Experiential Learning on the Land and Water
We set off by sailing out the winding, narrow Kangerlussuaq Fjord that stretches 190km (120mi) from Kangerlussuaq to the Davis Strait. From there we sailed northward. As part of our floating classroom, we took zodiacs each day onto the water, onto shore, or in to the communities we passed by on the ship on order to give the student opportunities to experience the environment and culture of Inuit homelands. Many activities also occurred on the ship including lectures, workshops, art, performances, and my personal contribution of top-deck wildlife viewing.
The students were very eager to learn, and my duties as an instructor, facilitator, and mentor were made effortless by their enthusiasm. While on board, we spend many hours together in small groups on the top deck looking for birds and mammals, learning how to use guidebooks, learning about community-based monitoring and data repositories, learned to keep a respectable distance, and about many of the species’ interesting natural histories. I’m happy to report that we saw a handful of bowhead and humpback whales, one juvenile walrus, and many species of marine birds.

§ **Excerpted data**:
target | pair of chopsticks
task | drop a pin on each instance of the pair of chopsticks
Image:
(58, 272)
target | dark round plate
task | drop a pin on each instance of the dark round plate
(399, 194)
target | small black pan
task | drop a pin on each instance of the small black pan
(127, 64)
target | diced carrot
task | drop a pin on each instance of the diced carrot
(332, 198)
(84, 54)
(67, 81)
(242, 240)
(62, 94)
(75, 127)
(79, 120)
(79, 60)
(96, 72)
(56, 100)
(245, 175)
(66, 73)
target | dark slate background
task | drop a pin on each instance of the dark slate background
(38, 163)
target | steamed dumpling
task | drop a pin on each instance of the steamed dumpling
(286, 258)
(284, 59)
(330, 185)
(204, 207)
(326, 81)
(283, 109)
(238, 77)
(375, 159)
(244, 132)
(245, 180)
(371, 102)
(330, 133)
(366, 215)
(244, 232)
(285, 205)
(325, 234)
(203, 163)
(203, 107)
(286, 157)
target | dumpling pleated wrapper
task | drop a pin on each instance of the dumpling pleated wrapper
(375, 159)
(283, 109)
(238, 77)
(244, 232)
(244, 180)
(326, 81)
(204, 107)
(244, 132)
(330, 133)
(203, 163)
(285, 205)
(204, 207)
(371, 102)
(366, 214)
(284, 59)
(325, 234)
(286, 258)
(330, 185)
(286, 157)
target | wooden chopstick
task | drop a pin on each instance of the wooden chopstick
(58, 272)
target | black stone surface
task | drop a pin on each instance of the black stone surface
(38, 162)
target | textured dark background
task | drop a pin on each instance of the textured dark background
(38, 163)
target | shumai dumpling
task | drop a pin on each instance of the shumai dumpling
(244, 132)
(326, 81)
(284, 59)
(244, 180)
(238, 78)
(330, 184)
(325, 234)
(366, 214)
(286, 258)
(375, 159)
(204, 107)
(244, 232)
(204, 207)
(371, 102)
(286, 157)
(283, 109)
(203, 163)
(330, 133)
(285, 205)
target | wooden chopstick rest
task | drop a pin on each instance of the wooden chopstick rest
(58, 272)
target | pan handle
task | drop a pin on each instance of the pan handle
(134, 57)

§ **Exercise requirements**:
According to the text above on experiential learning on the land and water, how far does Kangerlussuaq Fjord stretch?

§ **Output below**:
It stretches 190 km (120 mi), from Kangerlussuaq to the Davis Strait.